• **REQUIREMENT 1**:
Extract each line of the records below that contains the word "roof".

-- start of EXTRACT PROVIDED --

Review by Choice Review

In his ambitious biography, Habegger (formerly, Univ. of Kansas) builds on the numerous studies that have been published since Richard Sewall's two-volume The Life of Emily Dickinson (CH, Jun'75). The result is the most extensively researched, painstakingly documented, and comprehensive portrait of Dickinson ever to emerge. Although Dickinson remains a complex and enigmatic figure, Habegger's meticulous study enhances the reader's understanding of the multiple influences on the poet's art. Most notably, he challenges earlier studies that depicted Dickinson's life as a series of separate incidents and relationships, rather than examining it as an integrative whole. Habegger insightfully tackles persistent questions about Dickinson's sexuality, her reclusiveness, her political views, her feminism, and her health. He also disputes earlier characterizations of Dickinson's poetry as static, arguing instead that the poet's work underwent a "dramatic evolution" and that many of her poems "bear the impress of current experience." Also of note in this edition is the inclusion of an extensive gallery of portraits and photographs, including the recently discovered daguerreotype purported to be of Dickinson in her early thirties. Highly recommended for general readers and for academic libraries serving readers at all levels. D. D. Knight SUNY College at Cortland

Copyright American Library Association, used with permission.

-- end of EXTRACT PROVIDED --
-- start of RECORDS SHOWN --

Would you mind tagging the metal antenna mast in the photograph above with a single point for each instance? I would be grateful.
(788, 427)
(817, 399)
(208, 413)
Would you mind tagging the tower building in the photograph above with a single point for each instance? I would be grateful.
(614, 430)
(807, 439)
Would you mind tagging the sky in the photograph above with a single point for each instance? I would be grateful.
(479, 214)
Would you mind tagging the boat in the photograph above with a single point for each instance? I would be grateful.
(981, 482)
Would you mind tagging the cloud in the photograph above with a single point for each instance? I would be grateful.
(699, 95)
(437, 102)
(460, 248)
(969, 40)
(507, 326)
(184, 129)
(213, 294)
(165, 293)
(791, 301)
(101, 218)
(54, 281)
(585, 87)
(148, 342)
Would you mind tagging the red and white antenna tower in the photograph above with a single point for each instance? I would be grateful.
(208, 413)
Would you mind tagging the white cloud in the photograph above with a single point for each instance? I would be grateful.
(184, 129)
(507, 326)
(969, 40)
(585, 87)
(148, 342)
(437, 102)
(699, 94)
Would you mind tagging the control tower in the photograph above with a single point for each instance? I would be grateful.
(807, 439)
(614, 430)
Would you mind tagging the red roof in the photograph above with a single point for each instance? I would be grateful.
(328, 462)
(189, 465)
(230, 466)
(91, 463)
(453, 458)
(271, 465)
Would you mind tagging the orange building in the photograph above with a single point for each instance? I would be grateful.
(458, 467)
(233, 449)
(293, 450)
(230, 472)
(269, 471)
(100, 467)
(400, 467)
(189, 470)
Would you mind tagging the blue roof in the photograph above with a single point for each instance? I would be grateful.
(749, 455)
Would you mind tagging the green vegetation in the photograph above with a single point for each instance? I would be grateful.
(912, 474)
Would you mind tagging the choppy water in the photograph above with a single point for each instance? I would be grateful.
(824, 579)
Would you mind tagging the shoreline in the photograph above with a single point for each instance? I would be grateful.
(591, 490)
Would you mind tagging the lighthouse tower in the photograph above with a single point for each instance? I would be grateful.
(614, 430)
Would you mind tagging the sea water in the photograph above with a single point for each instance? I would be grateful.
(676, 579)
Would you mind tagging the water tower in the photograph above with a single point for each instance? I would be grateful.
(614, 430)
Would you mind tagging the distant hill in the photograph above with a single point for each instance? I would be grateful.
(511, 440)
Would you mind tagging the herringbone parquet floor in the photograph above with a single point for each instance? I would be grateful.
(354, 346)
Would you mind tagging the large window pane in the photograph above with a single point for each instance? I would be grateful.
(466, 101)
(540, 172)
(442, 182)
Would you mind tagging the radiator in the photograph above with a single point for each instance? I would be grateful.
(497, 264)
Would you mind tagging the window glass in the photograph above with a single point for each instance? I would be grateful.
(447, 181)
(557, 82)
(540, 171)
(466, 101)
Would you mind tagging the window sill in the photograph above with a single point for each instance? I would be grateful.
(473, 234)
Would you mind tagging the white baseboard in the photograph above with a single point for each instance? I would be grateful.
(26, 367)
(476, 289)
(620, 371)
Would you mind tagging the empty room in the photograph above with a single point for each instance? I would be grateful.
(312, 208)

-- end of RECORDS SHOWN --

• **REQUIREMENT 2**:
Extend the review of the Emily Dickinson biography above, beginning after its final line.

• **WRITTEN ANSWER 1**:
Would you mind tagging the red roof in the photograph above with a single point for each instance? I would be grateful.
Would you mind tagging the blue roof in the photograph above with a single point for each instance? I would be grateful.

• **WRITTEN ANSWER 2**:
Review by Booklist Review

By weaving together a chronologically integrated reading of Emily Dickinson's poetry and correspondence, Habegger has written the most complete and satisfying biography to date of a poet long shrouded in myth and illusion. Scholarly breakthroughs in dating the poems make it possible to limn a pattern of development in Dickinson's poetry previously invisible to critics, just as a newly discovered printer's copy of her letters lays bare personal disclosures excised by her family. For the first time, readers share fully in the private struggle through which Dickinson learned how to transform emotional trauma into art. Careful research traces much of this trauma--and subsequent poetry--to an unreciprocated and agonizingly persistent passion for a charismatic Presbyterian minister. Habegger employs the latest resources not only to open new vistas but also to challenge stubborn misconceptions (that the Civil War scarcely touched Dickinson's imagination, for example, or that Dickinson was a lesbian). Yet for all he has to teach, Habegger finally warns his readers against expecting complete understanding of a poet who hid her poetry from her own family and who defied future generations with riddles and paradoxes. A superb study, too luminous to remain the exclusive property of specialists. --Bryce Christensen

From Booklist, Copyright (c) American Library Association. Used with permission.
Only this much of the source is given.